What is required
The word "surface" may appear in the records below. Report how many lines contain it, and write nothing besides the number.
Start of Records provided
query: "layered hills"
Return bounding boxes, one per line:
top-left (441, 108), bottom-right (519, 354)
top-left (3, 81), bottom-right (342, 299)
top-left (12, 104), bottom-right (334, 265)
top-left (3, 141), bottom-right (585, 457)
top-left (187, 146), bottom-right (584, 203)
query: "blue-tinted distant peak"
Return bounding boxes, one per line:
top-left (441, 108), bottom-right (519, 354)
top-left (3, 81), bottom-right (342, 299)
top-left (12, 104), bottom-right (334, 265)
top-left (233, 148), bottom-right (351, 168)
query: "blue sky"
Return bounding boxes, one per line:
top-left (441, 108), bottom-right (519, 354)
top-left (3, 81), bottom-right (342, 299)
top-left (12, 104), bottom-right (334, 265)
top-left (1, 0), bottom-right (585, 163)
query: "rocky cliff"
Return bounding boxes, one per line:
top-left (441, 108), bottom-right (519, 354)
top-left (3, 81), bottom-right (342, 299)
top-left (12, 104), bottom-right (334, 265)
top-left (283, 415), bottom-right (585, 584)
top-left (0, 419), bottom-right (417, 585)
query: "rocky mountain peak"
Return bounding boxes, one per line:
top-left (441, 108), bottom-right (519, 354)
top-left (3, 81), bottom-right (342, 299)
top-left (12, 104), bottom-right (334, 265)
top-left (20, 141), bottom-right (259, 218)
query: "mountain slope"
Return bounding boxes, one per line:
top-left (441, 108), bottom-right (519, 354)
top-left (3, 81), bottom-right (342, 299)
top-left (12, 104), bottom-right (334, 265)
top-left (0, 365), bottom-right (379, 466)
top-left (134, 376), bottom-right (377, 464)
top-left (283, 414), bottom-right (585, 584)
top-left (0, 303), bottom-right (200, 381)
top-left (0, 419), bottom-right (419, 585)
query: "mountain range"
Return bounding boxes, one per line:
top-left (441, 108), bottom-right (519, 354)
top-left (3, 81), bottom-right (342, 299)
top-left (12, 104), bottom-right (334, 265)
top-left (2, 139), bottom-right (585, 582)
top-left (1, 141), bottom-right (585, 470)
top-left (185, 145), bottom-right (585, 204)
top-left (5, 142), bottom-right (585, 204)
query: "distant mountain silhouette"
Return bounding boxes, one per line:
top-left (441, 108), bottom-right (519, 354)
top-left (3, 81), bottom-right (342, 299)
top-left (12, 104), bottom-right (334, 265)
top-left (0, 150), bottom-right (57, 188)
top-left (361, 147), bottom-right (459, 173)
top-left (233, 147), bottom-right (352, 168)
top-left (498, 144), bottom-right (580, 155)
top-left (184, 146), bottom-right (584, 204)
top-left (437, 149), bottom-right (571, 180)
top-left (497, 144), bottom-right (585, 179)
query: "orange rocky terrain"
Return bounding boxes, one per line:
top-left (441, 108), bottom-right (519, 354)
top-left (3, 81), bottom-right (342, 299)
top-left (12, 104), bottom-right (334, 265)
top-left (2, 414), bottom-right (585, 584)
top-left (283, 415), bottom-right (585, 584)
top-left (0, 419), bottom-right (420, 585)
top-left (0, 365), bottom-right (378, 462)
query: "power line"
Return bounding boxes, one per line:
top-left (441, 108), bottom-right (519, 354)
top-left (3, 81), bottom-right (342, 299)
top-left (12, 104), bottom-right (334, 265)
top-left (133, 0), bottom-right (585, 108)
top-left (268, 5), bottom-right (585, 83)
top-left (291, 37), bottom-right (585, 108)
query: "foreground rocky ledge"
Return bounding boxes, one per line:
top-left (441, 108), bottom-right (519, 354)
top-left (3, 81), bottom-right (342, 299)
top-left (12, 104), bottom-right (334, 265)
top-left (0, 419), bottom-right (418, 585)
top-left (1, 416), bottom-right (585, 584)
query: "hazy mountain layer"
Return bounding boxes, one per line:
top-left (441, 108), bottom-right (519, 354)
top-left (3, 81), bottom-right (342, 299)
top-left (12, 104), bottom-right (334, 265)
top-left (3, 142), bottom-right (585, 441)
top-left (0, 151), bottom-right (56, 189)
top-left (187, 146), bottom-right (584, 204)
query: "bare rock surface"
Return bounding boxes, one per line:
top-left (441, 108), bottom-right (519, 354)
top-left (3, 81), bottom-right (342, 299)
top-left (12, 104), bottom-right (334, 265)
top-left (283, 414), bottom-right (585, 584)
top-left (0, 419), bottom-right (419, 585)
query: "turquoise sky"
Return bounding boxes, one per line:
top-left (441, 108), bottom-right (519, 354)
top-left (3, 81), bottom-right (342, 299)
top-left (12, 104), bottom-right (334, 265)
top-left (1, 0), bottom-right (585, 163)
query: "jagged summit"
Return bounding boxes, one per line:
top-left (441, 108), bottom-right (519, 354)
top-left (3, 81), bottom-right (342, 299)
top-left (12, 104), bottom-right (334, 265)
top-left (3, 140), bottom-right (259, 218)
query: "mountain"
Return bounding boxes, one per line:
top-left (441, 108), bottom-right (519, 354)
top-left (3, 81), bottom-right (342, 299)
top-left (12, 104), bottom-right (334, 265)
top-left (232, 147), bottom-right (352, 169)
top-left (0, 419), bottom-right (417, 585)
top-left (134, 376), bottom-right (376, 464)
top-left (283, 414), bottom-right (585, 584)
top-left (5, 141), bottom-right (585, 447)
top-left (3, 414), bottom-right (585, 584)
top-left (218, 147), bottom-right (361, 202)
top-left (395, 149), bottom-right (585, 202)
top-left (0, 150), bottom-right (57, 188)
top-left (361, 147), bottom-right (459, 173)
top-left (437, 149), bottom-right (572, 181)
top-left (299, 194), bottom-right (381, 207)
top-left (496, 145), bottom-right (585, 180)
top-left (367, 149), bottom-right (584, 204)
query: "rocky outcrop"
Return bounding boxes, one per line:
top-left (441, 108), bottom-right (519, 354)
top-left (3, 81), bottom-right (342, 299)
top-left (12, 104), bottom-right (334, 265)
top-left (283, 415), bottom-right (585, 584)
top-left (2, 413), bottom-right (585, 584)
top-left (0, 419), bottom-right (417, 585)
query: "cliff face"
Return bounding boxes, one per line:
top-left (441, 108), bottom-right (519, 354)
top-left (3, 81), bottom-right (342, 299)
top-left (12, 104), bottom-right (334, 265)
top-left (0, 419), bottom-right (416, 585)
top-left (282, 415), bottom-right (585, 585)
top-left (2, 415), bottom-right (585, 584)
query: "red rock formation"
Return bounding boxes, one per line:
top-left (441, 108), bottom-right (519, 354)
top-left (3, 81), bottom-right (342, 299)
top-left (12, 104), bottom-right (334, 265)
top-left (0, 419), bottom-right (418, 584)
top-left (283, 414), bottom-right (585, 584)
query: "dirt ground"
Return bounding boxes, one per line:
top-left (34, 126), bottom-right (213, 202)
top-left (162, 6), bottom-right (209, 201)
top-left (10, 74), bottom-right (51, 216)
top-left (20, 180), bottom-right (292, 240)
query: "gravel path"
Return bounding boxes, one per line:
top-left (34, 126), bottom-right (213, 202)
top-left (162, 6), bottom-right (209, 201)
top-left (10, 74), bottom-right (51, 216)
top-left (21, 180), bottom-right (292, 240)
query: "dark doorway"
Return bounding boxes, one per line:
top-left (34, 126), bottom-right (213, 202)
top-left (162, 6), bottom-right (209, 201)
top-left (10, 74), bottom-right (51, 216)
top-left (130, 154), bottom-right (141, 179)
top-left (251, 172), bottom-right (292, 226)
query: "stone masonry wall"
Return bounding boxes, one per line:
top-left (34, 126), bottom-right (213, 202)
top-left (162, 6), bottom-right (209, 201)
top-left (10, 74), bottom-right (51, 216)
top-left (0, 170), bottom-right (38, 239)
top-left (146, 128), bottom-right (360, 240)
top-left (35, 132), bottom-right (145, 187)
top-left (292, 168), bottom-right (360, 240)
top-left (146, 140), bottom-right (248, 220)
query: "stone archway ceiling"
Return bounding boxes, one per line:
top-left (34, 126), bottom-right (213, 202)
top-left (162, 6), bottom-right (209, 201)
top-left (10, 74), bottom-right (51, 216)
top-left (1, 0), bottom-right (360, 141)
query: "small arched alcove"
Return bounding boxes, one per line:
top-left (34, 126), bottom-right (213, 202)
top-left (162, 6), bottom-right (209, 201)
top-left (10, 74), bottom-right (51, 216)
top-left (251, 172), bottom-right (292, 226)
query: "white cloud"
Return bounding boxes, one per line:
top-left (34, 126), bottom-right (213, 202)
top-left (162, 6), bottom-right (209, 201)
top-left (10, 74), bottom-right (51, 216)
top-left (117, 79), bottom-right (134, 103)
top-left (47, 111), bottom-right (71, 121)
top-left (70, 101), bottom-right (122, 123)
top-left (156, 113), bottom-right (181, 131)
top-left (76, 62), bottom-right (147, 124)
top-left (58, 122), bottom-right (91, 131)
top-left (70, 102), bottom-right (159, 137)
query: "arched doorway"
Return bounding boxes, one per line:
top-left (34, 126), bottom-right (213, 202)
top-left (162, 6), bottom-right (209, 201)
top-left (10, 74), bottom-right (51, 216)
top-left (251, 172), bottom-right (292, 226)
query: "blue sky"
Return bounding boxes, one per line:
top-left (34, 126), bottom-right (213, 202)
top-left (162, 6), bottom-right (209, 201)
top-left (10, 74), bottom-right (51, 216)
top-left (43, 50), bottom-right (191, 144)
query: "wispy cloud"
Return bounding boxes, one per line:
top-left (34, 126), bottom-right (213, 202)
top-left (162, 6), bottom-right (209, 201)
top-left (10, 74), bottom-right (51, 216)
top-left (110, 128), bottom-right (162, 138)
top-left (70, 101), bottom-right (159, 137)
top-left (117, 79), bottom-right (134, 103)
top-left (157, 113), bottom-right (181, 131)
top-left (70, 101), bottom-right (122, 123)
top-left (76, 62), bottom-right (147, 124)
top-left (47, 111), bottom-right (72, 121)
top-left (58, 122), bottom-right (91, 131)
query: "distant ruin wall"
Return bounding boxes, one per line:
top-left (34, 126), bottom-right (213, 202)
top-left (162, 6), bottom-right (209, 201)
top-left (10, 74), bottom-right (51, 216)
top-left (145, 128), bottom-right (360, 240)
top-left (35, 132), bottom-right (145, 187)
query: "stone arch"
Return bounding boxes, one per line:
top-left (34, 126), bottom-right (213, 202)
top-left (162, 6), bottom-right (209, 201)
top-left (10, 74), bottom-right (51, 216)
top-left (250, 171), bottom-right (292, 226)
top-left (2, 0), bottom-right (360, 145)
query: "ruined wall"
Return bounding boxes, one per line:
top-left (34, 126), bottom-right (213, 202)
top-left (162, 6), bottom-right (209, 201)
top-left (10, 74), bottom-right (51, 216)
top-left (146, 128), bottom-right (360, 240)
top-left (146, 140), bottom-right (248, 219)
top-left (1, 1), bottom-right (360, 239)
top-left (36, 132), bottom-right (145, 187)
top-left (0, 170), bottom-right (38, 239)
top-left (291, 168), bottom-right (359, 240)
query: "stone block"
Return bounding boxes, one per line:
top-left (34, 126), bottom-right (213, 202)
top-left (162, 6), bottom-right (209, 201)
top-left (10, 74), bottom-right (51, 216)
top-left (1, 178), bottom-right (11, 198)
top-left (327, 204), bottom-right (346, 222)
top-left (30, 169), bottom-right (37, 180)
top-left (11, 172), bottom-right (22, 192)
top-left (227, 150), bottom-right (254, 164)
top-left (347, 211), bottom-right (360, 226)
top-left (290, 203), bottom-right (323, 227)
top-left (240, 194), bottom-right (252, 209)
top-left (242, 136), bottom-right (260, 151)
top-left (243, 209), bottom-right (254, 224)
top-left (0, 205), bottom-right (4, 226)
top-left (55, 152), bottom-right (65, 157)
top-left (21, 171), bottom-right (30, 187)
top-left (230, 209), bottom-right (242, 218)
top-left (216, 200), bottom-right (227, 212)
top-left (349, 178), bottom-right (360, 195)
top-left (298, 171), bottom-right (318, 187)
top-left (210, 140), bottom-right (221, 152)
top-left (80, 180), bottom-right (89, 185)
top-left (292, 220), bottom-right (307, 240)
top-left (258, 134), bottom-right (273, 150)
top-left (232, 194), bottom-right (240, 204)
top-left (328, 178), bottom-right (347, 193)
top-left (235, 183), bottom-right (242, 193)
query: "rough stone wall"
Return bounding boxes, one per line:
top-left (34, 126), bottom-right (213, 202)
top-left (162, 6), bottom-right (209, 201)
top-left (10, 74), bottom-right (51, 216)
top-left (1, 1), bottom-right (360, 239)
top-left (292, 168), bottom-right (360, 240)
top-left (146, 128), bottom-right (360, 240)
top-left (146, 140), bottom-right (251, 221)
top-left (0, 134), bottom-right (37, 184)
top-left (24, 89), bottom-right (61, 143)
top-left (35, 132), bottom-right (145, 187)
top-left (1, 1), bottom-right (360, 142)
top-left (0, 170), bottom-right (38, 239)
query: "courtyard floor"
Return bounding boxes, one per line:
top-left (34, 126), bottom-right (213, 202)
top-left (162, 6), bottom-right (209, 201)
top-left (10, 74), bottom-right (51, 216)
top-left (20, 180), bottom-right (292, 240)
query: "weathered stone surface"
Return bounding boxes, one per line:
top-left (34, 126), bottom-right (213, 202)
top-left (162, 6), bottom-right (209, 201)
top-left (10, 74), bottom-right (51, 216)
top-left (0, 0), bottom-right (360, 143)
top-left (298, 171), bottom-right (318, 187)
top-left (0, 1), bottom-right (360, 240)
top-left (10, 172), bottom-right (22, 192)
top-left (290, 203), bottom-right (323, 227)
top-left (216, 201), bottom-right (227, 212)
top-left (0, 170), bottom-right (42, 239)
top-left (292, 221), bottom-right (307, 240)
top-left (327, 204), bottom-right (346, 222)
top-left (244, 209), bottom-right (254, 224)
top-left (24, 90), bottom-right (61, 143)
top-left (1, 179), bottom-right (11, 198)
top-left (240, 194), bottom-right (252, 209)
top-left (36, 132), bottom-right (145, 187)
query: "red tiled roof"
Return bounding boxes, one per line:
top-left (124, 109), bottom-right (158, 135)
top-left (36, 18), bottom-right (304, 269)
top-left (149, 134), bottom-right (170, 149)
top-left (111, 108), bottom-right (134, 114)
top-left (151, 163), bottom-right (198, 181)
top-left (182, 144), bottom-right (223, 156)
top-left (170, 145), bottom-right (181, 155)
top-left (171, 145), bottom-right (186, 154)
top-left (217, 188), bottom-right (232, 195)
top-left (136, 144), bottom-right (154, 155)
End of Records provided
Reply to the exercise
2